(Records from a dataset)
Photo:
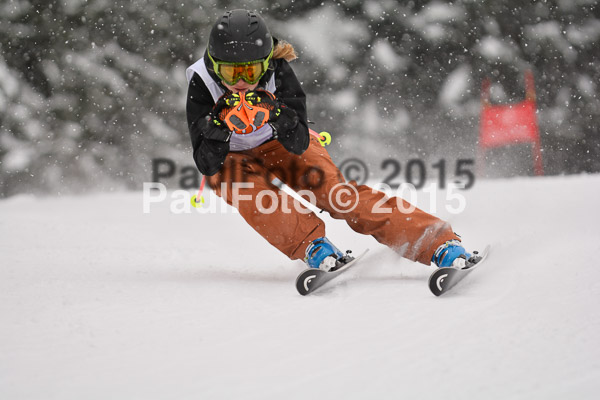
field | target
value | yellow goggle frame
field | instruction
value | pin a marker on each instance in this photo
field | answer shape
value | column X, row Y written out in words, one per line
column 249, row 72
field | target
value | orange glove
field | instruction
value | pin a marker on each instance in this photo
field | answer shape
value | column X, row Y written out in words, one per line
column 245, row 112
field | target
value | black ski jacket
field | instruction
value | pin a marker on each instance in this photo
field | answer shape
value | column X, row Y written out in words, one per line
column 209, row 155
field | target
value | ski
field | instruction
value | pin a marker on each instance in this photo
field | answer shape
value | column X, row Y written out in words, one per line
column 311, row 278
column 444, row 279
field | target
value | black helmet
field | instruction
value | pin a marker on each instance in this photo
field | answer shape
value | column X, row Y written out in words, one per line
column 240, row 36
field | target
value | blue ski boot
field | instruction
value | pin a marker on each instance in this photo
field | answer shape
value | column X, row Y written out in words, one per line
column 322, row 254
column 452, row 254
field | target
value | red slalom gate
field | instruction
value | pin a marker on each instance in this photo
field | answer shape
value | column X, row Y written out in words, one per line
column 508, row 124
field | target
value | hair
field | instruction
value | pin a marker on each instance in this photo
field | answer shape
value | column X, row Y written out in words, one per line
column 284, row 50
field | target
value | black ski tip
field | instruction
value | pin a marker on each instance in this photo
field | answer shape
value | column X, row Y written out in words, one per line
column 306, row 280
column 442, row 280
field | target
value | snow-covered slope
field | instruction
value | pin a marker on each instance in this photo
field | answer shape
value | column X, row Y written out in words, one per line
column 99, row 300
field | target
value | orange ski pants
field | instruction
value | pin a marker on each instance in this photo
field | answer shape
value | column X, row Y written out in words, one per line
column 415, row 235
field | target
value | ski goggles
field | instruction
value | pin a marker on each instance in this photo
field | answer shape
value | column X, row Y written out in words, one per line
column 249, row 72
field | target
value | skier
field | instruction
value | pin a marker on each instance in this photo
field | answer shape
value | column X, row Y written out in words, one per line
column 247, row 119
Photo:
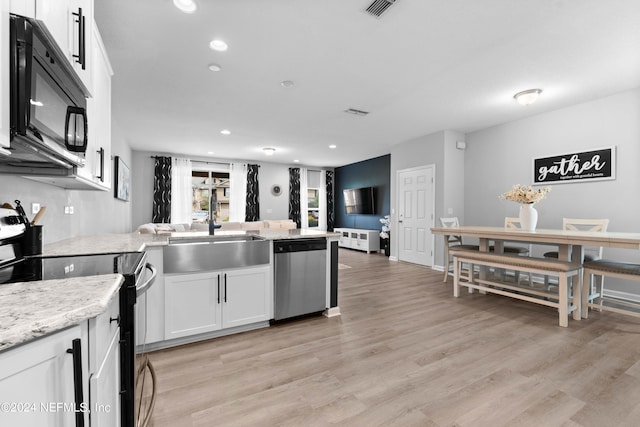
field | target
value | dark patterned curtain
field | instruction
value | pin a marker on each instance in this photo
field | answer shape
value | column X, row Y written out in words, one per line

■ DO THIS
The data should be printed again unchanged; leave its pictures out.

■ REPLY
Photo:
field | target
value | yellow goggle frame
field | instruction
value | pin a marker on each instance in this photo
field | answer shape
value | column X, row Y written out in words, one per line
column 249, row 72
field | target
value | orange glove
field | instruction
value | pin a marker on each instance in this photo
field | answer shape
value | column X, row Y written out in words, one per line
column 245, row 112
field | target
value | black ski jacket
field | instruction
value | pin a marker on each instance in this photo
field | answer shape
value | column X, row Y written out in words, one per line
column 209, row 155
field | target
value | ski
field | instruction
value | pin a marker on each instance in this photo
field | answer shape
value | column X, row Y written out in words, one per line
column 311, row 278
column 444, row 279
field | target
value | black helmet
field | instruction
value | pin a marker on each instance in this photo
field | answer shape
value | column X, row Y written out in words, one per line
column 240, row 36
field | target
value | blue ski boot
field | instruction
value | pin a marker on each instance in this photo
field | answer shape
value | column X, row Y written out in words, one per line
column 322, row 254
column 452, row 254
field | target
value | red slalom gate
field | instruction
value | pin a marker on each instance in this photo
field | answer shape
value | column X, row Y written out in words, one per line
column 508, row 124
field | target
value | hair
field | instruction
value | pin a marker on each instance in this photo
field | answer shape
value | column X, row Y written out in words, one per line
column 284, row 50
field | target
value | black ski tip
field | instruction
value | pin a marker on each instance in this photo
field | answer shape
value | column X, row Y written out in words, one per line
column 306, row 280
column 442, row 280
field | target
value | snow-covered slope
field | instruction
value | pin a marker on each instance in this photo
field | answer shape
value | column X, row Y written out in words, one per line
column 99, row 300
field | target
value | orange ski pants
field | instruction
value | pin a marker on each instance in this photo
field | answer shape
value | column X, row Y written out in words, one per line
column 415, row 235
field | target
value | ski goggles
field | instruction
value | pin a marker on each instance in this photo
field | answer shape
value | column X, row Y written out in words, one per line
column 249, row 72
field | target
value | skier
field | instruction
value | pin a marker on each instance in this photo
field | answer shape
value | column X, row Y written out in words, one per line
column 247, row 119
Photo:
field | target
value | dark patterned curtain
field | instruction
value | pin a marker on each instance in this photo
field | answer shape
value | column X, row Y written out in words, one per line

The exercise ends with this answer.